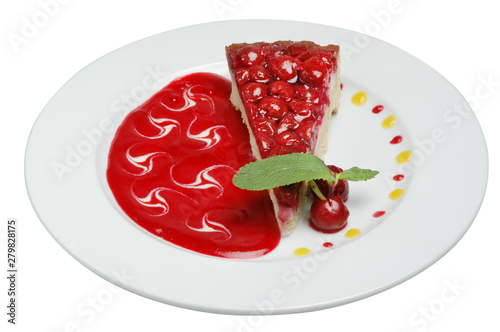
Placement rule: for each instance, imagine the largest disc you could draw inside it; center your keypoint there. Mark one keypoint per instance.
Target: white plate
(67, 153)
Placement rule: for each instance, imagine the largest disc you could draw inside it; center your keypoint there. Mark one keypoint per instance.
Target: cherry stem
(316, 190)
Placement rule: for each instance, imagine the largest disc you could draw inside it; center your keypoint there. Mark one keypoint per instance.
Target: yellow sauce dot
(396, 194)
(403, 157)
(359, 98)
(353, 232)
(301, 252)
(389, 122)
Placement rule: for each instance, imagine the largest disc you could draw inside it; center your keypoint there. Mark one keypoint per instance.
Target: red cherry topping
(259, 74)
(296, 49)
(306, 131)
(314, 72)
(283, 67)
(241, 75)
(266, 126)
(254, 91)
(278, 150)
(250, 55)
(309, 95)
(330, 215)
(274, 107)
(288, 138)
(282, 90)
(286, 123)
(265, 143)
(301, 107)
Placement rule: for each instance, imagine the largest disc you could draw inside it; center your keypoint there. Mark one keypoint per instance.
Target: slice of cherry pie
(286, 92)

Task goal - Only the pictures are to be left out; copy all the remaining material above exactly.

Task result -
Placement rule: for each instance, imagine the largest disc you could draw inside it; center your keypoint there. Mark one keypoint per instance.
Target: white plate
(67, 153)
Placement rule: for each instance, imagine the largest disc you could draw inside it; center your keypoint there. Mark one keypoint per instance.
Target: cherry stem
(316, 190)
Placement rule: for each instance, imagine the largest disc you could draw inside it; center your keypoint there. Mark one keypoint per instance.
Target: yellow sauce dot
(396, 194)
(403, 157)
(359, 98)
(353, 232)
(301, 252)
(389, 122)
Placement rule: for each instance, imagine the largest disc you could draw inside it; center your keypoint there. Mark one keypoint per instance.
Target: red cherry topping
(259, 74)
(296, 49)
(306, 131)
(314, 72)
(283, 67)
(241, 75)
(266, 126)
(254, 91)
(278, 150)
(250, 55)
(309, 95)
(330, 215)
(274, 107)
(288, 138)
(282, 90)
(286, 123)
(265, 143)
(301, 107)
Placement rule: for each instance, imagine the largest disc you could draw inside it; center your keypoint there. Mark one keypoint per instance.
Target: slice of cherry pie
(286, 92)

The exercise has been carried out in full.